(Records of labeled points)
+--
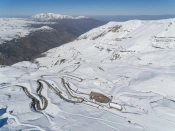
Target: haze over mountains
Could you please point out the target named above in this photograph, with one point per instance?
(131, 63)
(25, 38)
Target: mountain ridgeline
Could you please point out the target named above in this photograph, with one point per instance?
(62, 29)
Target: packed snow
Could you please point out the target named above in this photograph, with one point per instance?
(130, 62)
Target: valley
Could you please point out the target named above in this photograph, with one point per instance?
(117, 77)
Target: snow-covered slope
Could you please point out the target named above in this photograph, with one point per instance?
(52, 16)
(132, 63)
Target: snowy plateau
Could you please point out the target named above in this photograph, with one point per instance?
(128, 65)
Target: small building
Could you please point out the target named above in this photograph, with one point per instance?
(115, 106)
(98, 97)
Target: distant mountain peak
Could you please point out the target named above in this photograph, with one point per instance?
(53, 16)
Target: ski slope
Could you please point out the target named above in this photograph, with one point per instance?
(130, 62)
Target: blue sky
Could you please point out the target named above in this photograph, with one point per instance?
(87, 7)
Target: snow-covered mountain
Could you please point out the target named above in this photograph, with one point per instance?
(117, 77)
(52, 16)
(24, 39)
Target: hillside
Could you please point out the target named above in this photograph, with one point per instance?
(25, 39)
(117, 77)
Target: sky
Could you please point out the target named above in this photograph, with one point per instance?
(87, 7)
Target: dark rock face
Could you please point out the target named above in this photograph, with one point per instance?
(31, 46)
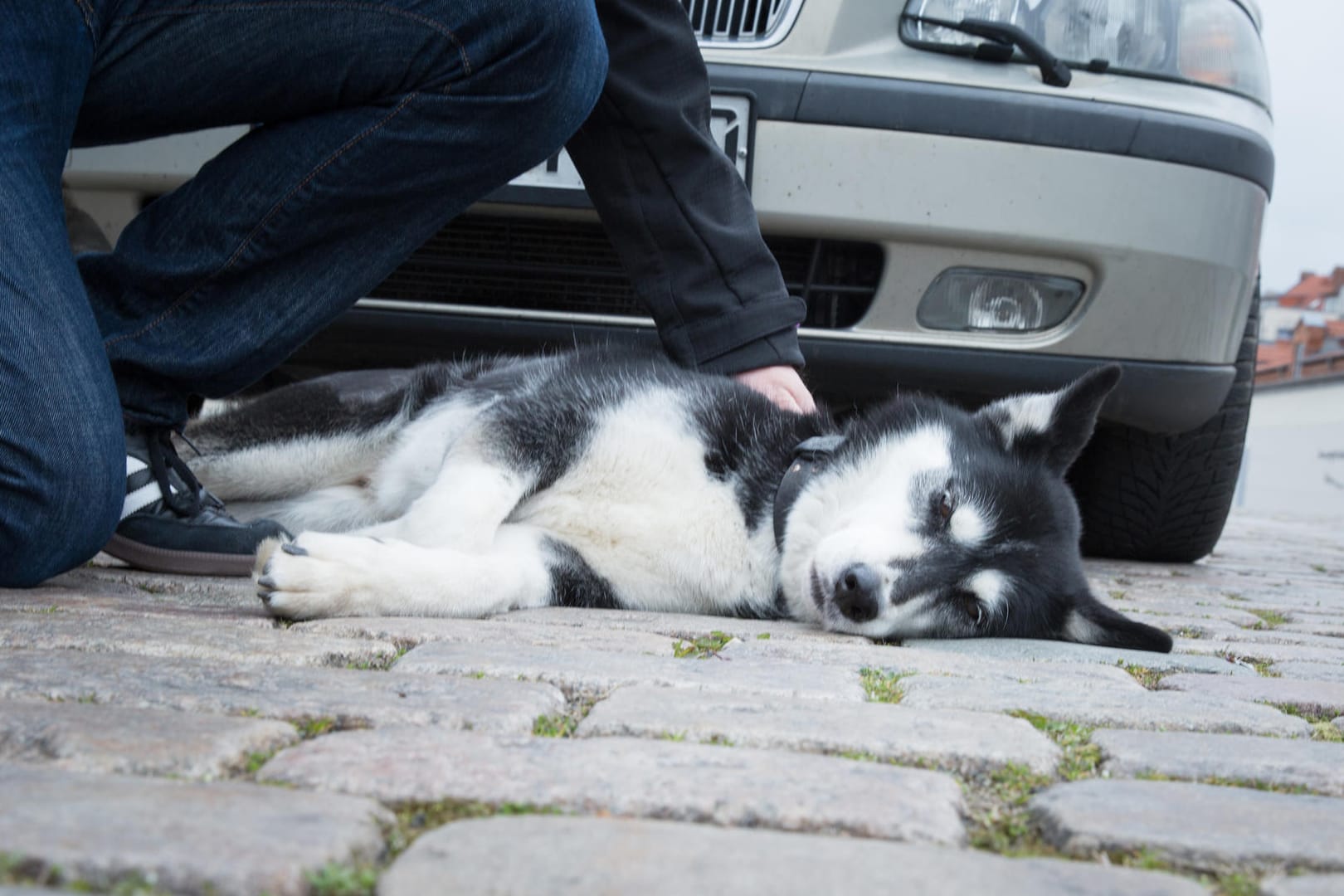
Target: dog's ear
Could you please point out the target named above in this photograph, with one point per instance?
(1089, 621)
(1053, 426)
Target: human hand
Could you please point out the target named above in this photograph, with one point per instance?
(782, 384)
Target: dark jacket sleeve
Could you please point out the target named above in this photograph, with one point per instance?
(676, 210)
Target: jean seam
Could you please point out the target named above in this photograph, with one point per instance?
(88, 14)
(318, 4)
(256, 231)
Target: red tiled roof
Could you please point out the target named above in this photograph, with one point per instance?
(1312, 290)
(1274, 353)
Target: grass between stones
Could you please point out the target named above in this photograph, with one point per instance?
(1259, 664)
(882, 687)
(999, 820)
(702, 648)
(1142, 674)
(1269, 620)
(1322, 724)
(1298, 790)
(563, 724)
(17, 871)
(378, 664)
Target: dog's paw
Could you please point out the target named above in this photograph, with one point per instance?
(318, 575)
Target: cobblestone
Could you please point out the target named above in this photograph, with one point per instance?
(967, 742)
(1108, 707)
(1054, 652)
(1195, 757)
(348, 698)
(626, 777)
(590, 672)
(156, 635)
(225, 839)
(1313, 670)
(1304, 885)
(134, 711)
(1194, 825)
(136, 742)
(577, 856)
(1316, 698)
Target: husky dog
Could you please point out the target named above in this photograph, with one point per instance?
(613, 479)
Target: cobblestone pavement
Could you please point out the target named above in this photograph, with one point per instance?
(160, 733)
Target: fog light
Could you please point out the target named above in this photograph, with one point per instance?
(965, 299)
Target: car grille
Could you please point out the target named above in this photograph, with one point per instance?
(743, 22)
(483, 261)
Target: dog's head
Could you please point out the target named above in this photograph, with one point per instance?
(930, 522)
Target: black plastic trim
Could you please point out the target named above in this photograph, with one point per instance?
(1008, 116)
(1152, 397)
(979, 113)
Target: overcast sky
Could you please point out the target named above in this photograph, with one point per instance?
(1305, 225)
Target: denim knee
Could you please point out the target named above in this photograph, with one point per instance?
+--
Return, character for character, the part of the records that opens with the line containing "Target: denim knee" and runs through the end of the records.

Target: denim knee
Could you please point out the target named above in this photograph, with one point per instance?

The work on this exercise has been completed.